_WHAT NEEDS TO BE DONE_: Each line of the listing that contains the word "clicks" is to be copied.

_INPUT FOR THIS TASK_:
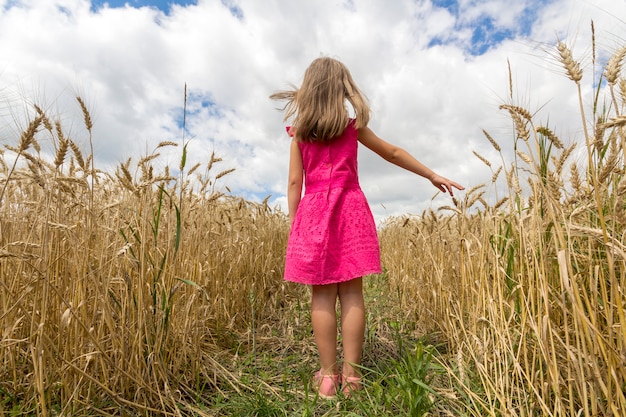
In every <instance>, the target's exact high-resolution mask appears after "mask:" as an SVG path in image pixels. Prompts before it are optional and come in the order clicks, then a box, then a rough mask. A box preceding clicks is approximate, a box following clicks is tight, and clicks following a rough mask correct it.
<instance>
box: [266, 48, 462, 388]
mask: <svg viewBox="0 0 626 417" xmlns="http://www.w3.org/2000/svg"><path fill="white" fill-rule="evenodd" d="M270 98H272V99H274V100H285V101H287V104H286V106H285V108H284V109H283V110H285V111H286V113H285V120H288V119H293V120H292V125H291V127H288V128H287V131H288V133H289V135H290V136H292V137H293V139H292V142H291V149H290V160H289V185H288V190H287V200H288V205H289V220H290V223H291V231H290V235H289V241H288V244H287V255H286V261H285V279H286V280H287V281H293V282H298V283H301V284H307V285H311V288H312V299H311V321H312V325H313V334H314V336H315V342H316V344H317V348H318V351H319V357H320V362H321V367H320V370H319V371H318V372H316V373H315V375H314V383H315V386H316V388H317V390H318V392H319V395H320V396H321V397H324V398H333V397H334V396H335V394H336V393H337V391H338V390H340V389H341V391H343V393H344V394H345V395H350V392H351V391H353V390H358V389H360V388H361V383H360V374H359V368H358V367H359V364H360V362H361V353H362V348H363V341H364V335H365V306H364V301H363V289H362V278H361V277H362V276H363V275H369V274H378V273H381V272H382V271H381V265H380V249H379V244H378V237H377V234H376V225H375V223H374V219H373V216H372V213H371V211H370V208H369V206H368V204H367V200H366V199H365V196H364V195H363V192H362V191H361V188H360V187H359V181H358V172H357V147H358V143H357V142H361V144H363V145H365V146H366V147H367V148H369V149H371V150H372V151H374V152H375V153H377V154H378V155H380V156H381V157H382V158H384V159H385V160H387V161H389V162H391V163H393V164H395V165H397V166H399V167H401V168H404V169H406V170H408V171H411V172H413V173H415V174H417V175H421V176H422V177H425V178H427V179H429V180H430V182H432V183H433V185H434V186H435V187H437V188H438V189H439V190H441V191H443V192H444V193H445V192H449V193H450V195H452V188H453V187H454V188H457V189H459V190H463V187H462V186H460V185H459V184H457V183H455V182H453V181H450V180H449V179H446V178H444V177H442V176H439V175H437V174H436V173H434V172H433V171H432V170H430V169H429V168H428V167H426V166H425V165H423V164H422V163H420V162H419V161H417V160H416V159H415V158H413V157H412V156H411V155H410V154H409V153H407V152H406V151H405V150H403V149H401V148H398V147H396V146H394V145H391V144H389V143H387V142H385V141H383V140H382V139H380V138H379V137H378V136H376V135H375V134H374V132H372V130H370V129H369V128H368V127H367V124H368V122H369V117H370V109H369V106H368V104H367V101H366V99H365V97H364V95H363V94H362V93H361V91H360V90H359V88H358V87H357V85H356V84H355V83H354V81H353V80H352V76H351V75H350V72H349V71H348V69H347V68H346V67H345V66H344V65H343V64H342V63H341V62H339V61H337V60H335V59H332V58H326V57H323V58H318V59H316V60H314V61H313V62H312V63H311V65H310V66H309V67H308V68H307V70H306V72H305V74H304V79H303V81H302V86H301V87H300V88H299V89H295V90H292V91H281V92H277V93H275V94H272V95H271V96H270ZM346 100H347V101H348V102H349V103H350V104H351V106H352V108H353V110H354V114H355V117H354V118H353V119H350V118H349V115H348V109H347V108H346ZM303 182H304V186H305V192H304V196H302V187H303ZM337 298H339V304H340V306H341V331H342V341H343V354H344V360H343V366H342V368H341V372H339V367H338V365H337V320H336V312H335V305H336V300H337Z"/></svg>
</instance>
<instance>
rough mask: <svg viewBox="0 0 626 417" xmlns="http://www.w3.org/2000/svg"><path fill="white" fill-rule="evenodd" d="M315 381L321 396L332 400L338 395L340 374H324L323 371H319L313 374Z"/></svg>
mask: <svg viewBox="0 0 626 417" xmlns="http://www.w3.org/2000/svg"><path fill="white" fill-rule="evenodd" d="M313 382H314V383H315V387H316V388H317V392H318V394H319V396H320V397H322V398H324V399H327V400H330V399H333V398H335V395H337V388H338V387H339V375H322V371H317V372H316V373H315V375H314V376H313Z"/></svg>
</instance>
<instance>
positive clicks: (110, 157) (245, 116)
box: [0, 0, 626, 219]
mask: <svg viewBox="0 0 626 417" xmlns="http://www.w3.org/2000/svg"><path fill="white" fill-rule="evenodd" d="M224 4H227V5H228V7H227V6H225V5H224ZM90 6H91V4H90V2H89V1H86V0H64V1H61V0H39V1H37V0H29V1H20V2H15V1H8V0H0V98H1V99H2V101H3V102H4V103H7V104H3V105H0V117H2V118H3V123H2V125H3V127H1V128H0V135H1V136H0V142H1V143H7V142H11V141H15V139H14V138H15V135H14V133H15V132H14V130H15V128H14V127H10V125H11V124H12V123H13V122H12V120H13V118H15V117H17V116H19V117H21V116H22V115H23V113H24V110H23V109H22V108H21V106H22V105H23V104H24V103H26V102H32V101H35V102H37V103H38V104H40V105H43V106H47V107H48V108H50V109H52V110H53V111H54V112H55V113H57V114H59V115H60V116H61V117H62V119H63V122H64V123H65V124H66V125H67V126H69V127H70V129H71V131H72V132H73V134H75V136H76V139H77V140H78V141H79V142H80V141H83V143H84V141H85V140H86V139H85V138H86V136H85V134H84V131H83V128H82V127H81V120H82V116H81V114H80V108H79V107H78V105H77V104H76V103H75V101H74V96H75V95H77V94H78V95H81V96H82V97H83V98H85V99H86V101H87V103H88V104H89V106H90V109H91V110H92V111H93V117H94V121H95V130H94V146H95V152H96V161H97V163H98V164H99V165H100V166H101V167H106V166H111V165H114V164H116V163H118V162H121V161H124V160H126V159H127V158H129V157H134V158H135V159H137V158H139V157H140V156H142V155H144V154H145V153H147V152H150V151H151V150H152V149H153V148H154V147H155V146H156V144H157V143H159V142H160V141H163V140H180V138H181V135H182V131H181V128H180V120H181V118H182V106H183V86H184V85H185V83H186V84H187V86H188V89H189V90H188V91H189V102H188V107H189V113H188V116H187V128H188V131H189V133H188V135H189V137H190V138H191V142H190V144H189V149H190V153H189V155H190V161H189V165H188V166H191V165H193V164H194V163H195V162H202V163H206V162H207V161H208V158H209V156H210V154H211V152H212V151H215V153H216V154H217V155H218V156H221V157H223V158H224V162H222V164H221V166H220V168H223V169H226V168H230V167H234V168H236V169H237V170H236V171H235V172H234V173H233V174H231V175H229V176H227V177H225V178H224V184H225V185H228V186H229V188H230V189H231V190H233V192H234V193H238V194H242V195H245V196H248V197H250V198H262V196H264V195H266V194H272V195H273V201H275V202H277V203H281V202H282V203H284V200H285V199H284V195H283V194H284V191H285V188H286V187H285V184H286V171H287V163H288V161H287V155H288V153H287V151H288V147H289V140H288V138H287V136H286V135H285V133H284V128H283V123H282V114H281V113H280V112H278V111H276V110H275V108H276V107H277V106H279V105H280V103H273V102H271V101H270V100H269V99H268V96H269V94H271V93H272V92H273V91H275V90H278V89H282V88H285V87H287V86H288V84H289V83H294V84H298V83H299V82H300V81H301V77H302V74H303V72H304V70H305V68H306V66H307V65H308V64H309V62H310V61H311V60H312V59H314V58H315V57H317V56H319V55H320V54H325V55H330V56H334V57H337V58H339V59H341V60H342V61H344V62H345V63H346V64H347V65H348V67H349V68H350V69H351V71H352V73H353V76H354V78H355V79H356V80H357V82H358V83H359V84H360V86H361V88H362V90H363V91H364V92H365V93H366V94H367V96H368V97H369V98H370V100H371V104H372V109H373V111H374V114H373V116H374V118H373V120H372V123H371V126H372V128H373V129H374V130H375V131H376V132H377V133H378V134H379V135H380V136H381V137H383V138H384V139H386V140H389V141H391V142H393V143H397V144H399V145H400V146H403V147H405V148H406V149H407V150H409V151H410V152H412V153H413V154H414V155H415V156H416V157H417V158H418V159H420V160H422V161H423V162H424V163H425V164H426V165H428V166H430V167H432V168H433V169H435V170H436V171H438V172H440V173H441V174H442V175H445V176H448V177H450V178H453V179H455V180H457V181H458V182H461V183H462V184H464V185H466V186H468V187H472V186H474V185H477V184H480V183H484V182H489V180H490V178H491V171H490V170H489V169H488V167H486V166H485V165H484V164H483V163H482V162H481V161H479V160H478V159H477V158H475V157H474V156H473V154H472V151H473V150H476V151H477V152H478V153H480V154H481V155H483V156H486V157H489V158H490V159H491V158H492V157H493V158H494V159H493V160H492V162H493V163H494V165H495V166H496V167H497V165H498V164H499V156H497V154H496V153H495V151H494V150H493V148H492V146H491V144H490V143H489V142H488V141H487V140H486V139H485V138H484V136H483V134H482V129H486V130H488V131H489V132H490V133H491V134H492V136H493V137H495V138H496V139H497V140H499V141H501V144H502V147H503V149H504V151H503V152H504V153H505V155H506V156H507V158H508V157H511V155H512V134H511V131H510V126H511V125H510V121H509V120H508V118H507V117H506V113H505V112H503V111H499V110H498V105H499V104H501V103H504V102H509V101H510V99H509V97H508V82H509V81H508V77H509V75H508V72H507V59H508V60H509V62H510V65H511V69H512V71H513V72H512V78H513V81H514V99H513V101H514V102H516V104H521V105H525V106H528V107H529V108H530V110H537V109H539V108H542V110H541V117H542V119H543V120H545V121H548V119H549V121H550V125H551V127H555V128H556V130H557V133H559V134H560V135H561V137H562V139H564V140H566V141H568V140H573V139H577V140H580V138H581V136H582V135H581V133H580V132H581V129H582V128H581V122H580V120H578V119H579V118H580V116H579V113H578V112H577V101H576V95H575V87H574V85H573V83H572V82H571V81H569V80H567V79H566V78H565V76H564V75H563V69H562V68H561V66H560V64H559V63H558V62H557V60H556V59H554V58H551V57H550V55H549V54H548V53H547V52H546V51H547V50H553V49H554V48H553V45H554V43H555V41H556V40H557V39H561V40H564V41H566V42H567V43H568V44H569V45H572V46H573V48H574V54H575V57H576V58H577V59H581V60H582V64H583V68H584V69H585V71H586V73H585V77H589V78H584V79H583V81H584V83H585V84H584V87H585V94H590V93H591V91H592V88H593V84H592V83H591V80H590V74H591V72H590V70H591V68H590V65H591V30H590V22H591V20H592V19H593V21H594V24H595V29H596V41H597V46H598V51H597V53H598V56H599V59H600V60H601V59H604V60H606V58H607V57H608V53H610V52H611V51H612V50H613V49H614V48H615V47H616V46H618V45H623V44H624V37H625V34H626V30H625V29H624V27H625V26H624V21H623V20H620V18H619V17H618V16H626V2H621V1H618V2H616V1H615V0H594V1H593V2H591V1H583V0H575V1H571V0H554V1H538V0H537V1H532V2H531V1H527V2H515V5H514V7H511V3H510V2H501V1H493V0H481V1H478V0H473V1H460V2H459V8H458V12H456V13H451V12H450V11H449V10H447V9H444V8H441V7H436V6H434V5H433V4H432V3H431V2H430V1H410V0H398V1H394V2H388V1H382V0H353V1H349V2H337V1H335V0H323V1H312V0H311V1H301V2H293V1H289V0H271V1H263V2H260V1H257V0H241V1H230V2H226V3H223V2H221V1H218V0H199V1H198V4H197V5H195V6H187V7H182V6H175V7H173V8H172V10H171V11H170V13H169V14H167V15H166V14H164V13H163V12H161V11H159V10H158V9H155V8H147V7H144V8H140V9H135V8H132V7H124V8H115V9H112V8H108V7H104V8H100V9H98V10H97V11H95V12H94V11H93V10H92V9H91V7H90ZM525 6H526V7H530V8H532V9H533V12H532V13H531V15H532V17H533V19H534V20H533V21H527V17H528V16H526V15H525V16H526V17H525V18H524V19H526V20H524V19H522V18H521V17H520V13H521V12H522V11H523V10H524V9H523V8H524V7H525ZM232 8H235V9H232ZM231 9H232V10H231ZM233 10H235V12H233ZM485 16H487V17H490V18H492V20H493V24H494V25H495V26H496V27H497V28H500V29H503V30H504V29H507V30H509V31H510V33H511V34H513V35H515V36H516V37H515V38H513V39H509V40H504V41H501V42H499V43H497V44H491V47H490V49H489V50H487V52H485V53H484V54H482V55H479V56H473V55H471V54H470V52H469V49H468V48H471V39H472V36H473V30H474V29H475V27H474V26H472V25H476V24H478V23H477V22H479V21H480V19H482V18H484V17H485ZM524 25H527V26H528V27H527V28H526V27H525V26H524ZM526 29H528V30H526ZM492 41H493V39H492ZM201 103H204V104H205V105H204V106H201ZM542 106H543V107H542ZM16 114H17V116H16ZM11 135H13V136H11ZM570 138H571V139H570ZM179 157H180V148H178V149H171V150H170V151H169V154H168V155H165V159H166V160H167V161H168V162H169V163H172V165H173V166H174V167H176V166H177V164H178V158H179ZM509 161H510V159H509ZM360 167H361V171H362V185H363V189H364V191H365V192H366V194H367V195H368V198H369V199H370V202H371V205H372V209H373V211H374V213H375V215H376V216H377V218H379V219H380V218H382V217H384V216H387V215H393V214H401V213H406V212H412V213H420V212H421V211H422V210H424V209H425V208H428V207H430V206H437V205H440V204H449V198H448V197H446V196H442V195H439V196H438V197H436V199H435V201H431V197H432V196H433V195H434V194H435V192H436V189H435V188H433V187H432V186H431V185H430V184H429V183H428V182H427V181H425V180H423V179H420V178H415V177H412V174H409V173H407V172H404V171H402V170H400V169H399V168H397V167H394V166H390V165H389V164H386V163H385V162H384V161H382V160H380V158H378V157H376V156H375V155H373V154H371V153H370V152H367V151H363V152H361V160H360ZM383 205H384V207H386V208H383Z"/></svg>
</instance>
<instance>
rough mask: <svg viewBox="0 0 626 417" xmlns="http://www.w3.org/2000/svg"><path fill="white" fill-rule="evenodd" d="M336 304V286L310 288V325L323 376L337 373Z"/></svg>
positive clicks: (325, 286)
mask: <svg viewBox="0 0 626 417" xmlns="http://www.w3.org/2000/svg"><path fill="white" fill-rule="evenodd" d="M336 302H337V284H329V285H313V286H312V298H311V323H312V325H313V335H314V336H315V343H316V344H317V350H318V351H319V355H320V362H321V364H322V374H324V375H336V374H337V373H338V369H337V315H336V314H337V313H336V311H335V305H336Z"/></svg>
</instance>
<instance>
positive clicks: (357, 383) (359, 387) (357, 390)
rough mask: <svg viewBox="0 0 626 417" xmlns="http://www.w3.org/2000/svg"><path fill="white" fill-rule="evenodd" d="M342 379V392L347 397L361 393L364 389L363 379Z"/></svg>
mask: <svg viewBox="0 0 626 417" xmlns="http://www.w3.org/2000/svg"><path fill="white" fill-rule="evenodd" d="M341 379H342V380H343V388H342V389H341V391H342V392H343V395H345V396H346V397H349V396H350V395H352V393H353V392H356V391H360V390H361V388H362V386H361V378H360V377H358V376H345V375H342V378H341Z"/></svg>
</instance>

_ANSWER BELOW_:
In every <instance>, the target's exact high-resolution mask appears after "mask:" as an SVG path in image pixels. Prompts before it are optional and come in the order clicks, then a box, then a rough mask. A box preceding clicks is approximate, a box following clicks is tight, and clicks following a rough mask correct it.
positive clicks: (110, 157) (245, 116)
positive clicks: (325, 286)
positive clicks: (357, 383) (359, 387) (357, 390)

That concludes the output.